Document segment ▸
===============

Is this really desert?

By MIKE GILLAM

“Is this really desert?” The 1970 entry in the visitors book at old Andado homestead, framed by towering red dunes to the east and west, caught my eye.

The confusion expressed by a random tourist, looking for the desert of their expectations and dreams, was understandable. Conditions were dry at the time and the rangelands enroute were yet to encounter the buffel grass tsunami of 2000-1, both high rainfall years.

Annual average rainfall in the Simpson is half that of the range country of Alice Springs to the north and yet the vegetative cover seems to treble as we leave the more fertile pastoral lands behind. We begin to understand the confusion of visitors.

Typically a road trip from Alice Springs to this remote corrugated iron homestead, travelling from latitude 23 to 25 degrees South, takes four to five hours depending on driving conditions, scenic distractions or both.

In the second hour, my ancient four wheel drive vehicle frequently lunged and wallowed through deep wheel ruts filled with powdery fines known as bulldust.

Between rains the roadside mulga invariably acquires a layer of dust turning its grey green foliage to a lifeless rusty brown. This was pastoral country and it was a dry year. Sometimes the deepest accumulations of bull dust would rise up; an impressive bow wave hurled over a speeding vehicle before crashing onto the roof with a thud.

A year later the road ruts of bulldust would fill with water and unsuspecting four wheel drives would struggle through the wheel sucking bog.

Extending several hundred metres into the sky, plumes of rotating dust dance across the pale bare scalds that scarred woodlands of grey green mulga, ironwood and witchetty bush. Our wide eyed tourist would doubtless notice the small knots of lean cattle huddled in dark pools of shade; even wondering aloud how the denuded semi-arid grasslands could possibly provide them with adequate sustenance.

Two hours south east of Alice Springs (545m above sea level), the high country of the nearby MacDonnell Ranges (1000 m) and its dolomite outliers give way to low sandstone outcrops and ranges of striking beauty.

===============

What you have to do ▸ Please decide whether each of these statements agrees with the desert article, answering yes or no and quoting the deciding words: (a) The visitors book entry dates from 1970. (b) The Simpson gets more annual average rainfall than the range country of Alice Springs. (c) The drive from Alice Springs to the homestead typically takes four to five hours.

Excerpts of location labeling data:
===============

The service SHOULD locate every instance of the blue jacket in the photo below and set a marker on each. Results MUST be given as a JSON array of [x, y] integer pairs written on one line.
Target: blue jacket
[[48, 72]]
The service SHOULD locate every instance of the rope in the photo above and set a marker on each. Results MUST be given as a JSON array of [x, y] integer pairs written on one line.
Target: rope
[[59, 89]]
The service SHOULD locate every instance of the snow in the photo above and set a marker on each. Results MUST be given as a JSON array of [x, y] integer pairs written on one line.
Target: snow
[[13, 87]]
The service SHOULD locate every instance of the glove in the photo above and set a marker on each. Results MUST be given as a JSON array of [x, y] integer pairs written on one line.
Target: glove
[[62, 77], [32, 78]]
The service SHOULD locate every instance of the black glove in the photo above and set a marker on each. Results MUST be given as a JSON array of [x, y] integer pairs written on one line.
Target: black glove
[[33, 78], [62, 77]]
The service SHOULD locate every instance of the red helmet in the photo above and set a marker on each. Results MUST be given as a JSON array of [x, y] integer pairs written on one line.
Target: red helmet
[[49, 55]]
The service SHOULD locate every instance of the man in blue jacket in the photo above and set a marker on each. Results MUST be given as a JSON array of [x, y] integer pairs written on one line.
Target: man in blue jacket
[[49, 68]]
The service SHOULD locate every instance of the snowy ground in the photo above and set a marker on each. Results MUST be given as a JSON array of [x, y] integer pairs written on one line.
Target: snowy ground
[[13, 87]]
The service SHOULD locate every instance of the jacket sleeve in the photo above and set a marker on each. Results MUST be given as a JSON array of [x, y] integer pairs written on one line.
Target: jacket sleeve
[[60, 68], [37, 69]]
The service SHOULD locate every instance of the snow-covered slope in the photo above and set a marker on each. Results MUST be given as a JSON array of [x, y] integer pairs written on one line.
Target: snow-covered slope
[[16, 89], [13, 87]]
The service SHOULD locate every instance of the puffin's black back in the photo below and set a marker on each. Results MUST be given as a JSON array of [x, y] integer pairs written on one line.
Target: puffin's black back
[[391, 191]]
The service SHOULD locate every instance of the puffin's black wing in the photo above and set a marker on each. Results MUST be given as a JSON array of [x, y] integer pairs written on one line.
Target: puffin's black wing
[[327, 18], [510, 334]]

===============

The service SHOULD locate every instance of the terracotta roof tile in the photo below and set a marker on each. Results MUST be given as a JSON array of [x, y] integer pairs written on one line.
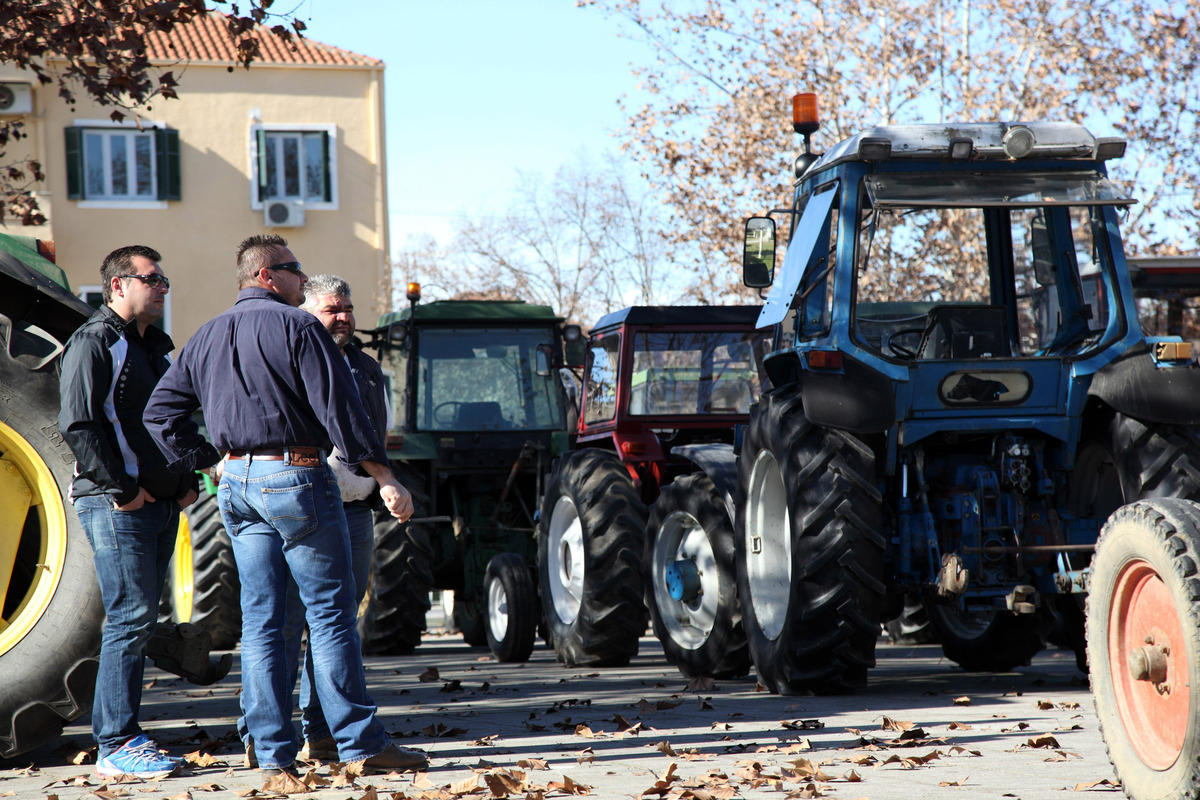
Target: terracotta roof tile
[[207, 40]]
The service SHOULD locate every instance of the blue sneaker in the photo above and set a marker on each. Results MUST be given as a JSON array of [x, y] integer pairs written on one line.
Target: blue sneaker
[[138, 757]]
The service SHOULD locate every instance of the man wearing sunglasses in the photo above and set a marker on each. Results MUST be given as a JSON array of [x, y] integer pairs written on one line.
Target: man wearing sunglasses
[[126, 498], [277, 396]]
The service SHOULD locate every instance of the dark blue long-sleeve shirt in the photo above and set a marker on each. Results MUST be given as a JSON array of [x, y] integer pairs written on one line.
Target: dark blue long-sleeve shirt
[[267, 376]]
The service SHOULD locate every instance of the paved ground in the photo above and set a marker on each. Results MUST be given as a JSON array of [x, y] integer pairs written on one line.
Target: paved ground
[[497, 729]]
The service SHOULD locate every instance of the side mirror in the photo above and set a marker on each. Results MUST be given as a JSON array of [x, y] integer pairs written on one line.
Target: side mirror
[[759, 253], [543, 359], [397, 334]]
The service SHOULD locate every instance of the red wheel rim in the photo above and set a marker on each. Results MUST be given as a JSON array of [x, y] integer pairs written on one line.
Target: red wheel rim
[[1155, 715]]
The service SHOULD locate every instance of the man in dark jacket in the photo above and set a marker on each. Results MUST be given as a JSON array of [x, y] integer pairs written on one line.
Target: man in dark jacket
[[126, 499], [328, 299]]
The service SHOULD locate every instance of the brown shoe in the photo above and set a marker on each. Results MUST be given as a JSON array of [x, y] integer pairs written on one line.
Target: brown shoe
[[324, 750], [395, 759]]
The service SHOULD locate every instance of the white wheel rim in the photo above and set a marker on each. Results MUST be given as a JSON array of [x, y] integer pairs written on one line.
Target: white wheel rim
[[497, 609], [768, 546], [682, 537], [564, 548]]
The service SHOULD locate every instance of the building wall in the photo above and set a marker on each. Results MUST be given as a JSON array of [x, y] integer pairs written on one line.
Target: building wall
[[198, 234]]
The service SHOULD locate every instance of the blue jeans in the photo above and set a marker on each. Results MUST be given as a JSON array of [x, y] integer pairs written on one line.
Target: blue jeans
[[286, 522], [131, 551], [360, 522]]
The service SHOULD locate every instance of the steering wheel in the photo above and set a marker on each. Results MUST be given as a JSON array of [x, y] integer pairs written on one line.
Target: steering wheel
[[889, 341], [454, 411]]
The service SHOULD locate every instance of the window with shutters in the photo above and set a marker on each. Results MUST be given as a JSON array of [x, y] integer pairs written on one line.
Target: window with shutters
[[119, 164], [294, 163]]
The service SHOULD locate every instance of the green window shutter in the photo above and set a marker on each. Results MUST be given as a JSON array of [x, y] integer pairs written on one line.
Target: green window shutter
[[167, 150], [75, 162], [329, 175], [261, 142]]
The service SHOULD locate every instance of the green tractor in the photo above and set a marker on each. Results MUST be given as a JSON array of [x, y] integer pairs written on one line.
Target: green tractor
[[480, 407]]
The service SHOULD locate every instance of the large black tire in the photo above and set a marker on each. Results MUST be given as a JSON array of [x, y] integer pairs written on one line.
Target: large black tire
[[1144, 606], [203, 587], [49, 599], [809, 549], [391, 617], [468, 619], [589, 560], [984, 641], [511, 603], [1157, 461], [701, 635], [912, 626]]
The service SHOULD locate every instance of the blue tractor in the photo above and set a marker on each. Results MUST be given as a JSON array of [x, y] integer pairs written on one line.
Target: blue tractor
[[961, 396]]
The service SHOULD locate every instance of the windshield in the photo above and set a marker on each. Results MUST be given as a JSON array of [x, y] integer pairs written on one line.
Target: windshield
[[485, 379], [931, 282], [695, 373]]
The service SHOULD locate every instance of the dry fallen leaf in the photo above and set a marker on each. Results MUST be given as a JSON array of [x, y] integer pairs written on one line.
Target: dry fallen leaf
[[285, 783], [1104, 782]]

===============

Correct output ▸
(a) Yes: "The 1970 entry in the visitors book at old Andado homestead"
(b) No: "Annual average rainfall in the Simpson is half that of the range country of Alice Springs to the north"
(c) Yes: "takes four to five hours depending on driving conditions, scenic distractions or both"